### Tasks
(1) In the range-check pull request text, what upper bound must the constant t satisfy?
(2) Resume the pull request discussion about range checks, picking up right after its final sentence.

Range checks

[weijiekoh]

This pull request implements the range_check language feature. It allows the programmer to ensure that some expression val is less than some constant t. For instance:

fn main() {
        x = 1;
        y = 3;
        val = x * y;
        range_check(val, 5);
}

The above program can be executed and proven as long as val < 5, but not if val >= 5.

t must be less than or equal to 2 ** 16.

Theory

See section 2.5.3 of minimal_zkVM.pdf for a full explanation of how the technique works.

Approach

Each range check inserts 3 opcodes: deref, add, and deref:

1. Using DEREF, set m[fp + i] to m[m[fp + x]].

   • Since this will fail if m[fp + x] >= M, we ensure that m[fp + x] < M.

2. Using ADD, ensure (via constraint-solving): m[fp + j] + m[m[fp + x]] = (t - 1).

3. Using DEREF, ensure m[m[fp + j]] = m[fp + k].

   • Since this will fail if m[fp + j] >= M, we ensure that (t - 1) - m[fp + x] < M.

Auxiliary variables

During compilation, 3 stack slots are reserved for the auxiliary variables i, j, and k.

Modifications to the runner

I modified the DEREF opcode to have a for_range_check flag. If the runner encounters a DEREF with this flag set to true, it will ignore any UndefinedMemory errors, which is intentional.

Modifications to the prover

If the prover encounters a DEREF instruction where m[fp + x] >= M or m[fp + j] >= M, it should not be able to generate a proof. I modified the get_execution_trace() function to default value_a, value_b and value_c to F::ZERO if their respective address is beyond M, but the COL_INDEX_MEM_ADDRESS_{A,B,C} column will contain a value beyond M. I also modified the prove_execution() function to return a ProveExecutionError::MemoryError if base_memory_indexes contains any oversized index.

Tests

To run the tests:

cargo test --release --package lean_prover test_range_check

[TomWambsgans]

I don't think compile_program should have public_input and private_input as parameters, because the compiled program shouldn't depend on the future inputs it will run on, if that makes sense

[weijiekoh]

@TomWambsgans clarified that the prover is agnostic to whether a deref instruction specifies 2 undefined memory cells. This allows the range check technique to work without the compiler having to know the public/private inputs ahead of time. The runner just needs to distinguish between derefs that are used for the range check and derefs which are not, and ignore UndefinedMemory errors for the former.

I rewrote this PR to:

• Have each range_check hint compile into 3 opcodes (deref, add, deref) in-place, not the end
• Use the stack for the auxillary i, j, and k variable
• Have the runner ignore UndefinedMemory errors from range check derefs. I did so by adding a for_range_check boolean field to the Deref enum, and modifying the instruction execution logic.

[Photo-based referring-expression data]
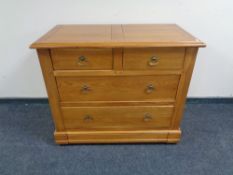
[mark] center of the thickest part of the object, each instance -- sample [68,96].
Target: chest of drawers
[117,83]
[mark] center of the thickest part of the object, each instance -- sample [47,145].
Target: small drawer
[153,58]
[117,117]
[82,59]
[118,88]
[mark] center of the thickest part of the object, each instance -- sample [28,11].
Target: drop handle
[153,61]
[147,117]
[82,60]
[150,88]
[85,89]
[88,118]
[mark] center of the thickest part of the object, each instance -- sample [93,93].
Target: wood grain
[190,59]
[50,82]
[118,88]
[120,94]
[145,136]
[117,117]
[94,59]
[128,35]
[142,58]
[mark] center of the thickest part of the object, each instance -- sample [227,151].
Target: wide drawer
[153,58]
[117,118]
[82,59]
[118,88]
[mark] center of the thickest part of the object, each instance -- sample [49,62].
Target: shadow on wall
[23,77]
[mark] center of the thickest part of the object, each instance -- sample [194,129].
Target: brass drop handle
[82,60]
[85,89]
[147,117]
[153,61]
[88,118]
[150,88]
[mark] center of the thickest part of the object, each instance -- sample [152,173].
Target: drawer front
[82,59]
[118,88]
[153,58]
[117,118]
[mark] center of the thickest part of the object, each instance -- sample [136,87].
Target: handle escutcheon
[85,89]
[88,118]
[147,117]
[150,88]
[153,61]
[82,61]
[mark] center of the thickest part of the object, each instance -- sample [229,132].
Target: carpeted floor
[27,146]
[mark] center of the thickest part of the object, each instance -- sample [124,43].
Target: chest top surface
[125,35]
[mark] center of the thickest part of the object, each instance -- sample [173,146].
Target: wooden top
[126,35]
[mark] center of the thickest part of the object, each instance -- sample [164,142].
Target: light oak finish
[117,117]
[82,59]
[118,88]
[153,58]
[117,83]
[117,36]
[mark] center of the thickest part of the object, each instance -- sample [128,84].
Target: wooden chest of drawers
[117,83]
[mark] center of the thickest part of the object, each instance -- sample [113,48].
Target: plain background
[22,22]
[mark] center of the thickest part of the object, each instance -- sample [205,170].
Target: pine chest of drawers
[117,83]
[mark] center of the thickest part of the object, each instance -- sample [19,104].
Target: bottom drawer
[117,117]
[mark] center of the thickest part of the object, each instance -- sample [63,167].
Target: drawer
[117,118]
[82,59]
[153,58]
[118,88]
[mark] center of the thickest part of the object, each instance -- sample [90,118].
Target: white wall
[21,22]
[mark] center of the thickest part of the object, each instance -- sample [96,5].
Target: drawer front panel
[153,58]
[118,88]
[117,118]
[82,59]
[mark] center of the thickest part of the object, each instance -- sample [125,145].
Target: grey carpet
[27,146]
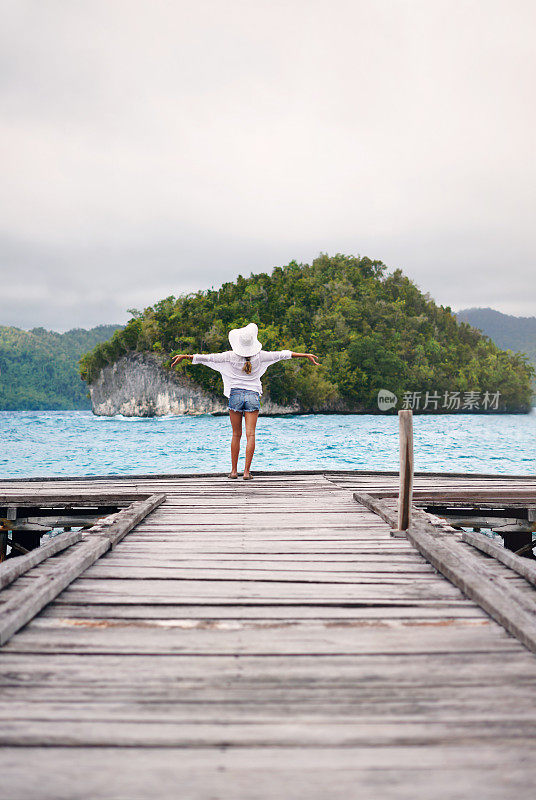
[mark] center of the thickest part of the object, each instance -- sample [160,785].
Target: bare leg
[236,422]
[251,424]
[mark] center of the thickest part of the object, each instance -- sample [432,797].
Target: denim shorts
[244,400]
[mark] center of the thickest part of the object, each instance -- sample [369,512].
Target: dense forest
[39,368]
[372,330]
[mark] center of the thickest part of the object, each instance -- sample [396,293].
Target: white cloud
[161,144]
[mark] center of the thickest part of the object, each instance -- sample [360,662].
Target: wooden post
[405,424]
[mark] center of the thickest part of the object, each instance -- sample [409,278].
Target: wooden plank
[14,567]
[260,637]
[23,606]
[506,605]
[405,422]
[519,564]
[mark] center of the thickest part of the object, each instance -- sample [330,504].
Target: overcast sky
[152,148]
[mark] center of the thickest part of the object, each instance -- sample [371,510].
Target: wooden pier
[268,639]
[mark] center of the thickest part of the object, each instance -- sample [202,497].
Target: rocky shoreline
[137,385]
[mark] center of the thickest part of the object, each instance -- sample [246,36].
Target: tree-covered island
[372,330]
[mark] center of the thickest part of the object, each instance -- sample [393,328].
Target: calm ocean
[59,443]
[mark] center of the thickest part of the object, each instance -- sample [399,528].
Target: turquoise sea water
[61,443]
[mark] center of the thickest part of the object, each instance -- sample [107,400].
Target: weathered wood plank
[12,569]
[22,606]
[521,565]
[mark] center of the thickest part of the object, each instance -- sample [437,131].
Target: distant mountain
[374,331]
[509,333]
[39,368]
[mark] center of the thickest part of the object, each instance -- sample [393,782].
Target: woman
[241,369]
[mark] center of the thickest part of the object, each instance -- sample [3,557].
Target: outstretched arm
[312,358]
[180,358]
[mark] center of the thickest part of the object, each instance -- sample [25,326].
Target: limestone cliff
[138,386]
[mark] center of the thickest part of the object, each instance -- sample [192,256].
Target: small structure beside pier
[223,639]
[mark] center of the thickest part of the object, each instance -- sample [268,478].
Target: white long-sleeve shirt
[231,367]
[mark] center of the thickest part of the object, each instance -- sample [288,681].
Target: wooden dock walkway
[266,640]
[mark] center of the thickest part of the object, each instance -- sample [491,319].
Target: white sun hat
[244,341]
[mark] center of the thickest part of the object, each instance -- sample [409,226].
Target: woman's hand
[180,358]
[309,356]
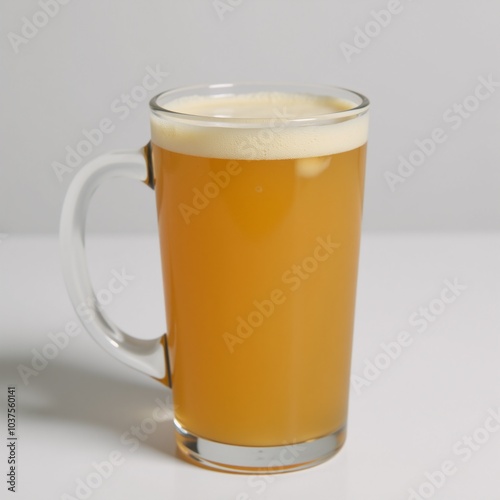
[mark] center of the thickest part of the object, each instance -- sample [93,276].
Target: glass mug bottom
[259,191]
[257,459]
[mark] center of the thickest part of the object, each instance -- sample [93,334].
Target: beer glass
[259,191]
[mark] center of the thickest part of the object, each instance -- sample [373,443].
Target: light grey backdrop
[66,65]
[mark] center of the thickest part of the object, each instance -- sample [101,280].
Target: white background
[428,58]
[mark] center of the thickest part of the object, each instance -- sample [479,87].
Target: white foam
[259,129]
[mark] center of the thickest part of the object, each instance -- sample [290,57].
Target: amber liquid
[271,235]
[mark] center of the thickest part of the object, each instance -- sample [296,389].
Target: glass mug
[259,192]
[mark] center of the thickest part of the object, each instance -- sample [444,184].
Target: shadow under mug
[259,192]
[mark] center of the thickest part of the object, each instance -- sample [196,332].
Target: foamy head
[263,125]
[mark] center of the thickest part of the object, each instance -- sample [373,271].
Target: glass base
[257,460]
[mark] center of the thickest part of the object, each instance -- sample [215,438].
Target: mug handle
[148,356]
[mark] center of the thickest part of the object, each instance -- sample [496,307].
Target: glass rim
[360,102]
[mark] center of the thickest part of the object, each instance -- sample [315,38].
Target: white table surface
[411,419]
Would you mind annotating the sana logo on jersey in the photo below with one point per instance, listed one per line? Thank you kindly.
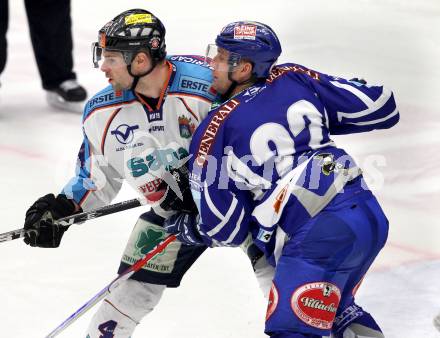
(124, 133)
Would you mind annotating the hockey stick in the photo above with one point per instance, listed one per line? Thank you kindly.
(114, 283)
(81, 217)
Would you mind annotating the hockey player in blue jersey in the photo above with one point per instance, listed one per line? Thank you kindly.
(263, 162)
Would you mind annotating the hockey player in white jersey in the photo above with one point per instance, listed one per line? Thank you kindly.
(137, 130)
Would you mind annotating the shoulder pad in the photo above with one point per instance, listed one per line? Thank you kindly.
(107, 97)
(192, 76)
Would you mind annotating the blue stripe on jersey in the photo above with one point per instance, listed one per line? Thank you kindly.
(78, 186)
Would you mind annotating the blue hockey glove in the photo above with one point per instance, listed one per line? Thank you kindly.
(184, 226)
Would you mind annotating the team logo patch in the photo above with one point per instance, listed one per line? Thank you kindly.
(245, 32)
(210, 134)
(316, 304)
(273, 301)
(124, 133)
(186, 127)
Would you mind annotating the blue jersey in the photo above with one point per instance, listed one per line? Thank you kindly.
(265, 158)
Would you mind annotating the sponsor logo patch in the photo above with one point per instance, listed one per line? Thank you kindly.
(186, 127)
(208, 137)
(245, 32)
(316, 304)
(154, 116)
(124, 133)
(133, 19)
(273, 301)
(154, 43)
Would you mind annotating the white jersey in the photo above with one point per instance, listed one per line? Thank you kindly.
(126, 139)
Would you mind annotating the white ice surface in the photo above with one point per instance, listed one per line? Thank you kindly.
(388, 41)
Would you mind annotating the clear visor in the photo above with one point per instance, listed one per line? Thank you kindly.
(220, 59)
(111, 58)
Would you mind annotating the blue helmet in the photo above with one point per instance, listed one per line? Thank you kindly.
(253, 41)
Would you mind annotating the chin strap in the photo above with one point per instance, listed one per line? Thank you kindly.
(226, 96)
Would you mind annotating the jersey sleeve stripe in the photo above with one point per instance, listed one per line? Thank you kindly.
(192, 96)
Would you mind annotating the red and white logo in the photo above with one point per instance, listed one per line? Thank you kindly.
(316, 304)
(245, 32)
(273, 301)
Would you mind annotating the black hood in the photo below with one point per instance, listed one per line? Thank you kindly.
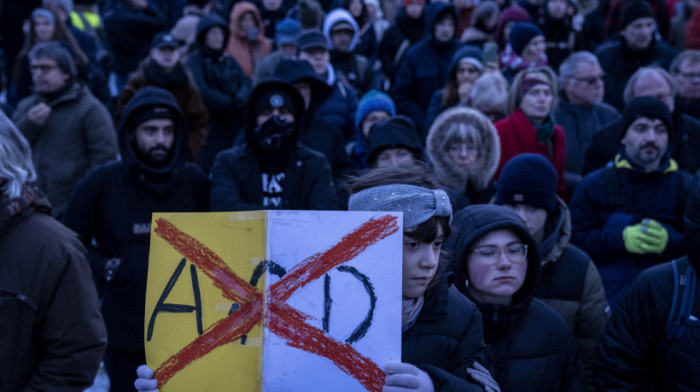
(293, 71)
(205, 23)
(152, 96)
(473, 222)
(434, 12)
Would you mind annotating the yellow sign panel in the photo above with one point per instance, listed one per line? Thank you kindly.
(204, 300)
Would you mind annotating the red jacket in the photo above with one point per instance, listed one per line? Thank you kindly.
(518, 135)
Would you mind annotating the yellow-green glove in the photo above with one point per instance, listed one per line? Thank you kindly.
(655, 236)
(634, 238)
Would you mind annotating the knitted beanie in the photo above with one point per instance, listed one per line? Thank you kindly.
(521, 34)
(634, 10)
(649, 107)
(372, 101)
(528, 179)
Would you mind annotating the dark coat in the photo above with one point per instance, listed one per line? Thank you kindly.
(619, 63)
(129, 32)
(598, 221)
(114, 203)
(634, 354)
(571, 285)
(529, 346)
(445, 339)
(53, 336)
(683, 145)
(423, 69)
(224, 89)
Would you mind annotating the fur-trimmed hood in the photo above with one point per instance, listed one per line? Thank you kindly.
(450, 175)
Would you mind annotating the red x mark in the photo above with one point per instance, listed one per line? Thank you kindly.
(282, 320)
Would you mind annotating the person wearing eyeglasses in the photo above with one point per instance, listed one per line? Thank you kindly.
(581, 110)
(569, 280)
(463, 149)
(497, 265)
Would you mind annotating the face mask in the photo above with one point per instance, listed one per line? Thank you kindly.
(252, 34)
(274, 133)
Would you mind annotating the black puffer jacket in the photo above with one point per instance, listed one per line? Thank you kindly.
(634, 353)
(224, 89)
(114, 203)
(446, 338)
(529, 347)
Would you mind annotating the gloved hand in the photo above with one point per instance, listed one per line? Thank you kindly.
(145, 382)
(649, 236)
(656, 237)
(481, 376)
(404, 377)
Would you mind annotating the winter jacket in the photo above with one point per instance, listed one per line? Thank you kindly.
(182, 87)
(114, 203)
(247, 53)
(129, 32)
(479, 175)
(619, 63)
(529, 346)
(570, 284)
(598, 219)
(351, 67)
(683, 145)
(446, 338)
(634, 353)
(223, 87)
(518, 135)
(339, 108)
(404, 32)
(53, 336)
(424, 68)
(77, 136)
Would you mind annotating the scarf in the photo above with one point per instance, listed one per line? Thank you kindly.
(409, 311)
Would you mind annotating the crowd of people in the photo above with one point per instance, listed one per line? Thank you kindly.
(545, 155)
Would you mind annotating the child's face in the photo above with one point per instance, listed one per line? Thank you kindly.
(420, 262)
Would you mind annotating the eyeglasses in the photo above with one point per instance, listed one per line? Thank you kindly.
(457, 148)
(42, 67)
(591, 80)
(690, 75)
(490, 254)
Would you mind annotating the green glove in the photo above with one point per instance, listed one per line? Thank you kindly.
(633, 238)
(655, 236)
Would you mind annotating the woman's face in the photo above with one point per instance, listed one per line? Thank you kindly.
(463, 154)
(537, 102)
(534, 49)
(44, 29)
(495, 267)
(420, 262)
(466, 73)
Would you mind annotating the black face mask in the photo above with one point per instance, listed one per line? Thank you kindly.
(274, 134)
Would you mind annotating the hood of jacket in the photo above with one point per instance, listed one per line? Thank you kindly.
(482, 170)
(237, 12)
(558, 234)
(144, 97)
(340, 15)
(292, 71)
(434, 12)
(472, 223)
(205, 23)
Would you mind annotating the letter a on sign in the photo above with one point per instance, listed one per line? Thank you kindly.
(274, 300)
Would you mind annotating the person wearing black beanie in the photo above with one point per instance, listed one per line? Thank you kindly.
(651, 338)
(272, 170)
(528, 186)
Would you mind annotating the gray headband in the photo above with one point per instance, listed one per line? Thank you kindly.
(418, 204)
(45, 13)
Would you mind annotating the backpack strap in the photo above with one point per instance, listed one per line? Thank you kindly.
(682, 305)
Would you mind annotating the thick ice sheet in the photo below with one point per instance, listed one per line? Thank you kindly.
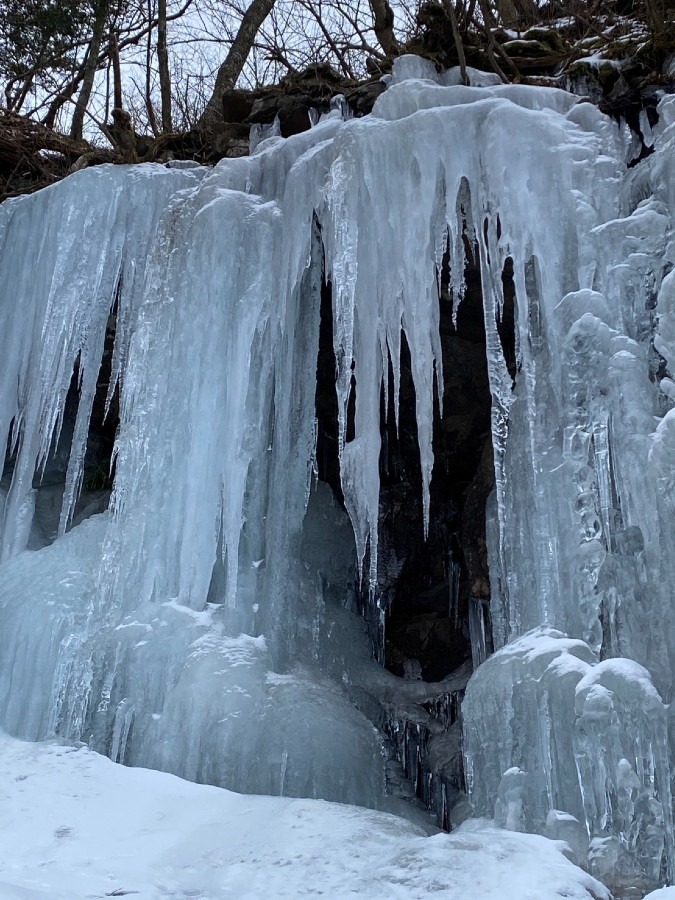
(73, 825)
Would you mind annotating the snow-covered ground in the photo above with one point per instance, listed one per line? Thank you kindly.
(75, 826)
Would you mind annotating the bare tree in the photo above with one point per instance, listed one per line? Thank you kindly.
(231, 69)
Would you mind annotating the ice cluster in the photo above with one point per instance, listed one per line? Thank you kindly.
(204, 624)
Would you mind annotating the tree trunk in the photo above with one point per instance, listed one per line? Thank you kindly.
(89, 70)
(231, 69)
(163, 64)
(383, 24)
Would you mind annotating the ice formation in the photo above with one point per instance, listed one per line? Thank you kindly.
(205, 623)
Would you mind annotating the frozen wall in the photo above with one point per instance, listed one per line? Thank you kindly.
(157, 631)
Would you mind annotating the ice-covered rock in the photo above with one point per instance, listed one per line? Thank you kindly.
(151, 631)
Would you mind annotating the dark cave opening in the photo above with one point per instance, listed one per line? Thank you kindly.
(48, 480)
(434, 592)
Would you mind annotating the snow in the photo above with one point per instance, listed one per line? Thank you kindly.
(74, 826)
(154, 632)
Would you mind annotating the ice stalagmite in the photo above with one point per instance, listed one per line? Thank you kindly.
(205, 623)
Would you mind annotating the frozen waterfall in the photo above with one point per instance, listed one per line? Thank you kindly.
(205, 620)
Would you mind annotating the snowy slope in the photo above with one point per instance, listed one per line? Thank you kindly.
(74, 825)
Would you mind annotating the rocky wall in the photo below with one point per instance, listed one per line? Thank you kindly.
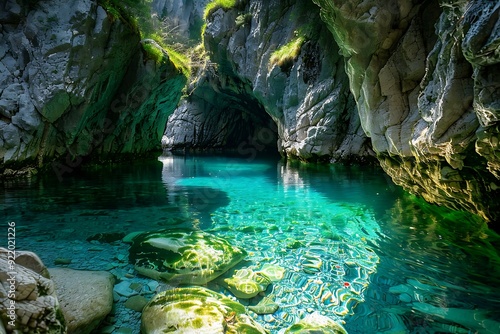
(76, 83)
(422, 74)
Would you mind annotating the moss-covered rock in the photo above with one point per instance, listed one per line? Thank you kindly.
(245, 283)
(273, 271)
(183, 256)
(196, 310)
(317, 324)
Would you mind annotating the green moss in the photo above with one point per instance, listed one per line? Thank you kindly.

### Answers for the tasks
(1) t must be less than or equal to 2 ** 16.

(2)
I've pushed my work in progress. Currently, tests are slow because the prover doesn't work with small programs and emits a TODO small GKR, no packing error. Anyway, I'll write more tests and post updates.

[TomWambsgans]

The bug TODO small GKR, no packing should be now be fixed, sorry for that

[weijiekoh]

I've completed this PR and it's ready for review. I've also edited the parent comment to describe how the range check statement works and what changes this PR makes. Thanks for the help making this possible!

[TomWambsgans]

Review in progress, thanks! I will also try to add some logic to the runner: to make 'v < t' work even if m[v] (or m[t - v] are undefined at the time of execution of the range check (and are filled later / or never filled at all). When we will have that, we should be able to use it in the XMSS verification program. Bonus: I also would like to implem the following opti: in case of many consecutive range checks (as it's the case in the encoding for XMSS currently), if t is small enough, and if, by convention, our memory starts with a bunch of zeros, we can assume m[v] = 0 and m[t-v] = 0, which (after having set 1 memory cell to 0 in the current memory frame), allows us to use DEREF without using additional memory, i.e. we could do range checks in 3 cycles + 1 memory cells (instead of 3 cycles + 3 memory cells).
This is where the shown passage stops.